## SELECTED PASSAGE:
-------
Written by the CA & Income Tax Advisory Team, Rudra Capital — advising businesses on Section 43B compliance, MSME vendor management, income tax audits, and Form MSME-1 filings across Delhi NCR. We have helped over 200 companies restructure their MSME payment processes following the April 2023 amendment.
Last reviewed: June 2026 | References: Section 43B(h) Income Tax Act 1961 (inserted by Finance Act 2023) · MSMED Act 2006 (Sections 2, 15, 16) · UDYAM Registration Rules 2020 · Form MSME-1 MCA Notification 2019 · CBDT Circular on Section 43B applicability
Covers: What Section 43B(h) is · Who qualifies as MSME · 45-day rule mechanics · Tax disallowance calculation · UDYAM registration essentials · Form MSME-1 returns · Vendor payment management · Impact on large companies · What auditors check · 8 FAQs with Rich Snippet schema
From FY 2023-24 onwards, every business that purchases goods or services from a Micro or Small Enterprise faces a new and potentially very expensive income tax compliance obligation — one that most finance teams only discovered during their tax audit for FY 2023-24.
Section 43B(h), inserted into the Income Tax Act 1961 by the Finance Act 2023, creates a simple but powerful rule: if you buy goods or services from a registered MSME supplier and do not pay within the timeframes prescribed by the MSMED Act (generally 45 days), you cannot deduct that expense in the year you accrued it. The deduction is available only in the year you actually make the payment — potentially pushing the tax benefit one or more years into the future, increasing your taxable income and tax liability for the current year.
This is not a penalty. It is a deduction timing shift — but its financial impact on businesses with large MSME vendor bases can be substantial. And unlike most compliance gaps, this one cannot be fixed retrospectively by filing a correction return. The damage to the current year’s tax computation is done the moment a payment crosses the 45-day window.
The critical number to remember: If you have not paid an MSME supplier within 45 days of accepting the goods or services (or 15 days if no written agreement specifies a credit period), the entire outstanding amount is disallowed as a deduction in your income tax return for that year. Disallowance restores only when you actually pay — which could be in the following financial year.
-------
## TASK REQUIREMENTS:
1 - Translate this sentence from the Section 43B(h) text into Spanish: "It is a deduction timing shift — but its financial impact on businesses with large MSME vendor bases can be substantial."
2 - According to the Section 43B(h) text, which law inserted Section 43B(h) into the Income Tax Act 1961?
3 - Return the passage of the Section 43B(h) text starting with "Section 43B(h), inserted" and going on through "the 45-day window.".

## MATERIAL PROVIDED:
-------
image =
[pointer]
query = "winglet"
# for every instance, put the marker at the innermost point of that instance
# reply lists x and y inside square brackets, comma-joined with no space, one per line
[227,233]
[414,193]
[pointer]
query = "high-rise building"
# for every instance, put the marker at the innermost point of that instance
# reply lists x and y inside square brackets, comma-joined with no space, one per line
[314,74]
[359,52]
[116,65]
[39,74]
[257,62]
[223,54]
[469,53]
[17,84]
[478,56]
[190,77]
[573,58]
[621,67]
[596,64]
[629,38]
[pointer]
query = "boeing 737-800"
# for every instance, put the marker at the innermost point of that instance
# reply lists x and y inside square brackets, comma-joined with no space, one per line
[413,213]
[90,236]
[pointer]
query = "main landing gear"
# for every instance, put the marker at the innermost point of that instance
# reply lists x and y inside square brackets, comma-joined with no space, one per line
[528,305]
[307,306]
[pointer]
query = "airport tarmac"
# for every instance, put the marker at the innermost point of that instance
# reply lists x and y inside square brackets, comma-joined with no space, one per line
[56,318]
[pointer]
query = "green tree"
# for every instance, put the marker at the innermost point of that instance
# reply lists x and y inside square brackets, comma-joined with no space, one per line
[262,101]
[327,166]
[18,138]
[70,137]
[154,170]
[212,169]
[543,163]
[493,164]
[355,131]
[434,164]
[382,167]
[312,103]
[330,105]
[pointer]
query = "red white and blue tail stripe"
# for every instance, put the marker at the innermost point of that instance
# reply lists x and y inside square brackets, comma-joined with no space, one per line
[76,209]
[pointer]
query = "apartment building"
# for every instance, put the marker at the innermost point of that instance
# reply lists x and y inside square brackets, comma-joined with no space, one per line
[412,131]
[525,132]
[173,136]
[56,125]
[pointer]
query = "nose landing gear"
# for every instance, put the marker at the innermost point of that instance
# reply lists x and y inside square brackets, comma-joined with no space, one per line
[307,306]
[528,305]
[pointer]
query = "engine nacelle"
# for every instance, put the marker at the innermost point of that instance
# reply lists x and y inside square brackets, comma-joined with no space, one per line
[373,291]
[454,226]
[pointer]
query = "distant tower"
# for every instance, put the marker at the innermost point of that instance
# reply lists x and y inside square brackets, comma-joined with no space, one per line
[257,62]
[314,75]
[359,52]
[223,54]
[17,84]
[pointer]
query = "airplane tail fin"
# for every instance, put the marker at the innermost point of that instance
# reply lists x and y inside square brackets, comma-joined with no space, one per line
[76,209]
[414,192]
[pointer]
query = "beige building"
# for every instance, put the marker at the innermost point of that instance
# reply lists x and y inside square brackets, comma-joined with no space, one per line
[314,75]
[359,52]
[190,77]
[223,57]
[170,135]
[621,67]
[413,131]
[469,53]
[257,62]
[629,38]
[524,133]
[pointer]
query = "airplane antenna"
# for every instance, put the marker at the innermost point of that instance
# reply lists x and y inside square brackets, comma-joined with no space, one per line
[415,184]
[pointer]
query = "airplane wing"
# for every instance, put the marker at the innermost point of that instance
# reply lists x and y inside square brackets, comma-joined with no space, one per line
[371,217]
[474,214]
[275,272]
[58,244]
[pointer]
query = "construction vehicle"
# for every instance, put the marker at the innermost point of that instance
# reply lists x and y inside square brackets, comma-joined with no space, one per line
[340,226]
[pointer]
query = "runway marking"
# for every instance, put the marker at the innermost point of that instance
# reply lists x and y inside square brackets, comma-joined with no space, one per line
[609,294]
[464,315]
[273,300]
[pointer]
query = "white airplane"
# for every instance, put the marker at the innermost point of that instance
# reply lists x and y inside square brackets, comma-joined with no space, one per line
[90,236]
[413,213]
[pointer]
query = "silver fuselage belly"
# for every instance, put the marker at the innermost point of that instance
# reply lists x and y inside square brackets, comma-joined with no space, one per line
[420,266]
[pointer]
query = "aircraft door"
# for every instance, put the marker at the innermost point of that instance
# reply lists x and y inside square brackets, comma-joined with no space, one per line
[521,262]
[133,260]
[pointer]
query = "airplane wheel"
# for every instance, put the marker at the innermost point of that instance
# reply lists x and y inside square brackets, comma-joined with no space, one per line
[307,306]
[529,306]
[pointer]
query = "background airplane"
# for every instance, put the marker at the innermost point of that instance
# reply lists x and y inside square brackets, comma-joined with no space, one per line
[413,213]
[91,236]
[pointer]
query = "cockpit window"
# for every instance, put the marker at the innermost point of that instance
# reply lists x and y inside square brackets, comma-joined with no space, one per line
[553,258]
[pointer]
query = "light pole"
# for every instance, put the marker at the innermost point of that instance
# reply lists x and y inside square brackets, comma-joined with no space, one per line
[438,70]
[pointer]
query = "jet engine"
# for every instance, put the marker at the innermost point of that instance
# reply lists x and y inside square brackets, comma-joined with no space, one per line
-------
## LIST OF SOLUTIONS:
1 - Es un desplazamiento en el momento de la deducción, pero su impacto financiero en las empresas con amplias bases de proveedores MSME puede ser sustancial.

2 - The Finance Act 2023.

3 -
Section 43B(h), inserted into the Income Tax Act 1961 by the Finance Act 2023, creates a simple but powerful rule: if you buy goods or services from a registered MSME supplier and do not pay within the timeframes prescribed by the MSMED Act (generally 45 days), you cannot deduct that expense in the year you accrued it. The deduction is available only in the year you actually make the payment — potentially pushing the tax benefit one or more years into the future, increasing your taxable income and tax liability for the current year.
This is not a penalty. It is a deduction timing shift — but its financial impact on businesses with large MSME vendor bases can be substantial. And unlike most compliance gaps, this one cannot be fixed retrospectively by filing a correction return. The damage to the current year’s tax computation is done the moment a payment crosses the 45-day window.